| TEXTE À LIRE |
________________________________________
L’Amérique en noir et blanc. Pendant mes voyages je franchis souvent des frontières terrestres, traversant des contrôles de police et de douaniers. Mais à travers le monde je rencontre aussi souvent des frontières sociales et mentales plus infranchissables, sournoises, impitoyables. L’exposition "the color line" au Musée Branly (1) illustre une frontière longtemps imperméable, à l’intérieur des Etats-Unis, mettant les blancs d’un côté et les noirs de l’autre. Nos manuels scolaires et nos journaux français en parlent un peu. Pas assez. En visitant cette exposition (2) très dense, de plus de 600 œuvres et documents, j’ai commencé à clarifier ces pages floutées.
________________________________________
| DOCUMENTS FOURNIS |

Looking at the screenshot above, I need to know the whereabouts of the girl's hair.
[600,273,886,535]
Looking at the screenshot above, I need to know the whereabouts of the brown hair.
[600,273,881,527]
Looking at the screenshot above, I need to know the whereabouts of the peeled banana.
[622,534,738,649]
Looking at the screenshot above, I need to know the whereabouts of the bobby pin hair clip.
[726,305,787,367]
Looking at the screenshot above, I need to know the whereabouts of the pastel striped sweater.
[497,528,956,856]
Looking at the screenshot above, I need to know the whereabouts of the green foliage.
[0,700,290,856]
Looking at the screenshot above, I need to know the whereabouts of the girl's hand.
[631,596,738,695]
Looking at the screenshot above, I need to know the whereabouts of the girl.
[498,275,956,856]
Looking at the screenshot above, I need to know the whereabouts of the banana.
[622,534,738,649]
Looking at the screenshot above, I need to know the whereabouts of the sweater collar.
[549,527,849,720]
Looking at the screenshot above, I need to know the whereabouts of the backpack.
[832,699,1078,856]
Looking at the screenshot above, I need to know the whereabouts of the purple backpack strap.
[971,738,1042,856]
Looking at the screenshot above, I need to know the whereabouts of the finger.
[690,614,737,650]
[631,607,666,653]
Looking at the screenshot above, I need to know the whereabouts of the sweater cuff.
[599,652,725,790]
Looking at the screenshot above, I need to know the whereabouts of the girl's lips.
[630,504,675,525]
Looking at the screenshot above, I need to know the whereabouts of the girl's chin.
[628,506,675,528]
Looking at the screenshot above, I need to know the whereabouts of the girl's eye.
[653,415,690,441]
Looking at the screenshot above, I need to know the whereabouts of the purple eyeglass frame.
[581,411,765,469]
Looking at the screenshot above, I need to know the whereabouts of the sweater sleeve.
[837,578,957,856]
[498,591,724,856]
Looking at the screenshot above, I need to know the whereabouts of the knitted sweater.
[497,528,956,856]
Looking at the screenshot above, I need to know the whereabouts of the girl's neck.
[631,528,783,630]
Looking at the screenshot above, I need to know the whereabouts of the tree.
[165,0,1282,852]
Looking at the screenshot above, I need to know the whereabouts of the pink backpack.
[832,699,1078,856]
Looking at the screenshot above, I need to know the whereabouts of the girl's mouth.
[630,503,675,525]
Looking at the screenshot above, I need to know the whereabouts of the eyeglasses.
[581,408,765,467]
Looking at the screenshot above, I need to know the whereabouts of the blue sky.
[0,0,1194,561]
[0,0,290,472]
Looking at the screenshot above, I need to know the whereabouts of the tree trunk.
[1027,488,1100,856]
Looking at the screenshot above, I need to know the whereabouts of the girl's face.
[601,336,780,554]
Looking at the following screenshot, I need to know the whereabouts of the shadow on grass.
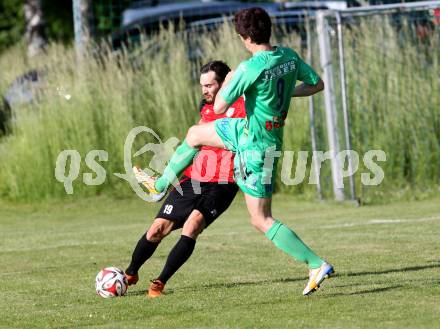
[126,277,308,296]
[126,262,440,297]
[341,262,440,276]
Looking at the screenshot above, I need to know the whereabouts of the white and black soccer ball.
[96,267,128,298]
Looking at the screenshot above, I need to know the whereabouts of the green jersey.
[221,47,319,149]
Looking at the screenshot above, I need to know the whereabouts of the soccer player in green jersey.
[136,7,334,295]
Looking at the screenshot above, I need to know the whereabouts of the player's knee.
[182,214,205,239]
[146,222,170,242]
[185,126,200,147]
[251,215,266,232]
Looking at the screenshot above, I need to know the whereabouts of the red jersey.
[183,97,246,183]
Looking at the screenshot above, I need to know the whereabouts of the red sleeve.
[231,96,246,118]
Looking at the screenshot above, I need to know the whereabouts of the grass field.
[0,196,440,329]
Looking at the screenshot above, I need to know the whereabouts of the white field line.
[320,216,440,228]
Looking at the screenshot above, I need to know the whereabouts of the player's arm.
[292,57,324,97]
[214,60,264,114]
[292,79,324,97]
[214,71,234,114]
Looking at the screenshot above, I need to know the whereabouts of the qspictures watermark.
[55,126,387,202]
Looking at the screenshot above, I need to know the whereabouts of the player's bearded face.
[200,71,221,104]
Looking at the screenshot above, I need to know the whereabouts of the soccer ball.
[96,267,128,298]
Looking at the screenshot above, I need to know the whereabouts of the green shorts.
[215,118,277,198]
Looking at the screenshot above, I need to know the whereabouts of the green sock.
[265,220,324,269]
[154,140,199,192]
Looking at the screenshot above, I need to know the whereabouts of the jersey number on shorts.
[277,78,286,111]
[163,204,173,215]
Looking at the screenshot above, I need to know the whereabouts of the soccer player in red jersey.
[125,61,246,297]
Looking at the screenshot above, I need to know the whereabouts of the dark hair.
[200,61,231,83]
[234,7,272,45]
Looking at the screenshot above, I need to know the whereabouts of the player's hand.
[223,70,234,85]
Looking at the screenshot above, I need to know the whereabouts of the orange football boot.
[125,273,139,286]
[148,279,165,298]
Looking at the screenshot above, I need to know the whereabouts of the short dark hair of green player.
[234,7,272,45]
[200,61,231,84]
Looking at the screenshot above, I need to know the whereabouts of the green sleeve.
[298,57,320,86]
[220,61,261,105]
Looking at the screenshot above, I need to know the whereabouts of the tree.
[24,0,47,57]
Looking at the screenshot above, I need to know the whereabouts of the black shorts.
[156,176,238,229]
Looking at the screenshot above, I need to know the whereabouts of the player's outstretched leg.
[125,218,173,285]
[245,194,334,295]
[133,121,225,197]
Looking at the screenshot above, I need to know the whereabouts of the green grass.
[0,17,440,202]
[0,196,440,329]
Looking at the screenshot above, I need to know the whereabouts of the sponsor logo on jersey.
[263,60,296,81]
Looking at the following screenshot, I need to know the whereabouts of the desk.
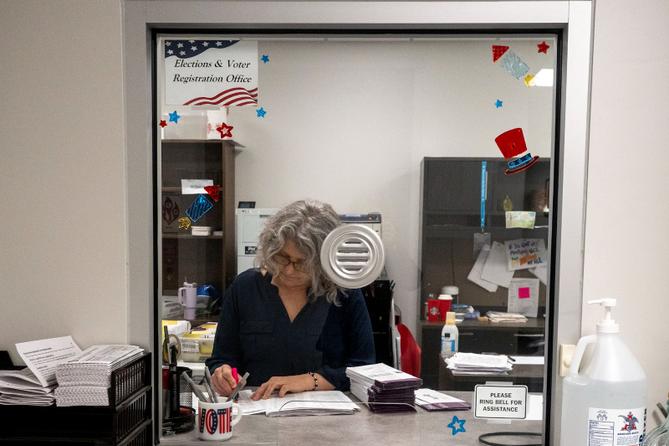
[439,356,544,393]
[161,392,542,446]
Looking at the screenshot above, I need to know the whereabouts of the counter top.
[161,392,543,446]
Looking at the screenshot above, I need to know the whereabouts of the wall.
[583,0,669,428]
[0,0,128,359]
[220,39,555,333]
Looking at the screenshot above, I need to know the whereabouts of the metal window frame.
[122,0,593,444]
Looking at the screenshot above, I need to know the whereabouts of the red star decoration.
[216,122,234,139]
[537,40,551,54]
[204,186,221,201]
[492,45,509,62]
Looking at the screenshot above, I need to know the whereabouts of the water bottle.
[441,311,459,359]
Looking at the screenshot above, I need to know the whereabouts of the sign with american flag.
[163,39,258,107]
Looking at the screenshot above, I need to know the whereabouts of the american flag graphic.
[165,40,258,107]
[184,87,258,107]
[165,40,239,59]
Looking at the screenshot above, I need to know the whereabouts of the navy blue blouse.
[207,269,375,390]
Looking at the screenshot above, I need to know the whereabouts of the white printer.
[236,208,278,274]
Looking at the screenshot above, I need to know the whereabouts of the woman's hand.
[251,373,314,400]
[211,364,237,396]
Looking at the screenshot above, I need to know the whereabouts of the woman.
[207,201,375,400]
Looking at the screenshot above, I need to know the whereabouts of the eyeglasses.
[274,254,307,273]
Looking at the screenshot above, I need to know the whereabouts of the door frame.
[122,0,593,444]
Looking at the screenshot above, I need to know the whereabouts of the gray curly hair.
[256,200,341,304]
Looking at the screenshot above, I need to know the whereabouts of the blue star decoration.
[169,110,181,124]
[448,416,467,435]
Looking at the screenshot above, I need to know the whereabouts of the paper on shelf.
[504,238,547,271]
[467,245,497,293]
[16,336,81,387]
[181,179,214,195]
[505,211,536,229]
[481,242,513,288]
[510,356,544,365]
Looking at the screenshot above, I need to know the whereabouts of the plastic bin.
[0,353,152,445]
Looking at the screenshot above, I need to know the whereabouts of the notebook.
[238,390,359,417]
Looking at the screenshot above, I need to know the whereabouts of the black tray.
[0,353,152,445]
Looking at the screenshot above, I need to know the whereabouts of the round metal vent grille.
[321,224,385,288]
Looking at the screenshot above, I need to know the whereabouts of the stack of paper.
[416,389,472,411]
[0,367,56,406]
[238,390,358,417]
[446,352,513,376]
[486,311,527,323]
[55,345,144,406]
[346,363,423,412]
[0,336,81,406]
[467,239,548,293]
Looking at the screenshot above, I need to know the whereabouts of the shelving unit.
[160,140,241,295]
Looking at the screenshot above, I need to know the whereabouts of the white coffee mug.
[197,400,242,441]
[177,282,197,308]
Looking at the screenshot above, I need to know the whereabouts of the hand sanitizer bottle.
[560,299,646,446]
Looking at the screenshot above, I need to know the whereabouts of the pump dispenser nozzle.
[588,299,620,333]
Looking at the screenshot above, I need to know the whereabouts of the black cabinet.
[418,158,550,314]
[420,318,545,390]
[418,157,551,388]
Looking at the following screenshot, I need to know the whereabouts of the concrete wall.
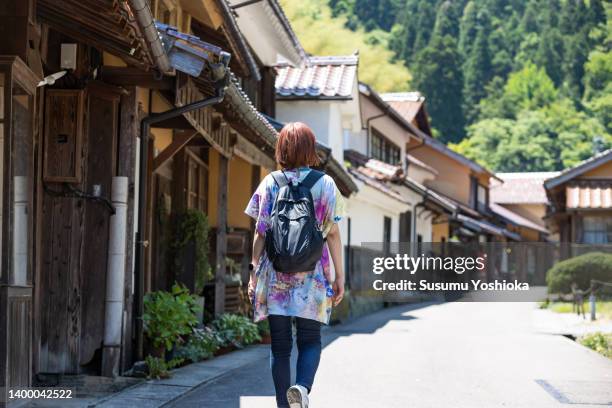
[276,101,330,146]
[502,204,546,227]
[359,94,416,170]
[577,161,612,179]
[227,156,253,229]
[410,146,470,205]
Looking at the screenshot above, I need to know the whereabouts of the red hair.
[275,122,319,169]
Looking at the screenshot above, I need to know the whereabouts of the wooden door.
[39,85,119,373]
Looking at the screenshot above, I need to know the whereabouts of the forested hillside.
[281,0,410,92]
[283,0,612,171]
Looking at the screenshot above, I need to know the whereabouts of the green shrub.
[257,319,270,336]
[546,252,612,293]
[578,332,612,358]
[175,327,224,363]
[142,283,199,352]
[171,209,212,294]
[212,313,261,348]
[145,356,185,380]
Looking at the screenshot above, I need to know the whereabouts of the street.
[170,302,612,408]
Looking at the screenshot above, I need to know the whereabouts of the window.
[400,211,412,242]
[383,217,391,253]
[582,216,612,244]
[470,176,489,212]
[186,150,208,213]
[370,129,401,165]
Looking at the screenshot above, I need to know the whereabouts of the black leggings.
[268,315,321,408]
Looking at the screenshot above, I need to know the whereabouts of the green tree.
[412,35,464,142]
[433,0,459,38]
[563,29,589,100]
[533,28,563,87]
[521,1,539,33]
[463,23,491,123]
[589,0,607,25]
[480,63,557,118]
[459,1,478,58]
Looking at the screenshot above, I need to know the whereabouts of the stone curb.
[89,344,269,408]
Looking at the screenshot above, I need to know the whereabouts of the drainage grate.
[535,379,612,406]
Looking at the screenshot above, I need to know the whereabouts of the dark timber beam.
[99,66,174,91]
[215,155,229,315]
[153,131,198,172]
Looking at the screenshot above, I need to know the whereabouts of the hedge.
[546,252,612,293]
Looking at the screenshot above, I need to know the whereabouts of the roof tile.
[275,55,359,99]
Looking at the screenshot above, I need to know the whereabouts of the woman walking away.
[245,122,345,408]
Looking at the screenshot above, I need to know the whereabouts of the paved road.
[167,303,612,408]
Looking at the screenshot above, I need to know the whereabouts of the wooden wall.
[39,86,119,373]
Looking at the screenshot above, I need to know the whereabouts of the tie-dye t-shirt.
[245,167,345,324]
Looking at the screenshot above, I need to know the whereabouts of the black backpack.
[266,170,325,273]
________________________________________
| EXERCICE COURT A |
Recopiez le passage du texte sur l'exposition « the color line », en commençant à « L’Amérique en noir » et en terminant à « ces pages floutées. ».
| EXERCICE COURT B |
Traduisez en anglais cette phrase du texte sur l'exposition « the color line » : « Pendant mes voyages je franchis souvent des frontières terrestres, traversant des contrôles de police et de douaniers. »
| EXERCICE COURT C |
Poursuivez le texte sur l'exposition « the color line » à la suite de sa dernière phrase.

| RÉPONSE A |
L’Amérique en noir et blanc. Pendant mes voyages je franchis souvent des frontières terrestres, traversant des contrôles de police et de douaniers. Mais à travers le monde je rencontre aussi souvent des frontières sociales et mentales plus infranchissables, sournoises, impitoyables. L’exposition "the color line" au Musée Branly (1) illustre une frontière longtemps imperméable, à l’intérieur des Etats-Unis, mettant les blancs d’un côté et les noirs de l’autre. Nos manuels scolaires et nos journaux français en parlent un peu. Pas assez. En visitant cette exposition (2) très dense, de plus de 600 œuvres et documents, j’ai commencé à clarifier ces pages floutées.

| RÉPONSE B |
During my travels I often cross land borders, going through police and customs checks.

| RÉPONSE C |
Ce sont des artistes et intellectuels classés du côté noir de cette "ligne de couleur", notamment beaucoup de femmes, africains-américains aux doubles racines, qui y racontent cette ségrégation. Une ségrégation qui est l’héritage direct de l’esclavage. Elle fut mise en place dès l’abolition de 1865 (il n’y a que 150 ans !). A cette époque, l’esclavage est tout de suite remplacé par des lois ségrégationnistes qui ne sont abolies qu’en 1964 (il n’y a que 50 ans !). C’est un intellectuel américain, un ancien esclave, Frederick Douglass, qui crée cet euphémisme très intuitif de "color line" dès 1881, lequel désigne toujours aux Etats-Unis la ségrégation. Car même légalement supprimée, la ségrégation basée sur la couleur de peau subsiste toujours dans la psychologie et les comportements, … même si un noir (en fait un métis, c’est à dire quelqu’un d’aussi blanc que noir) est devenu depuis président des Etats-Unis.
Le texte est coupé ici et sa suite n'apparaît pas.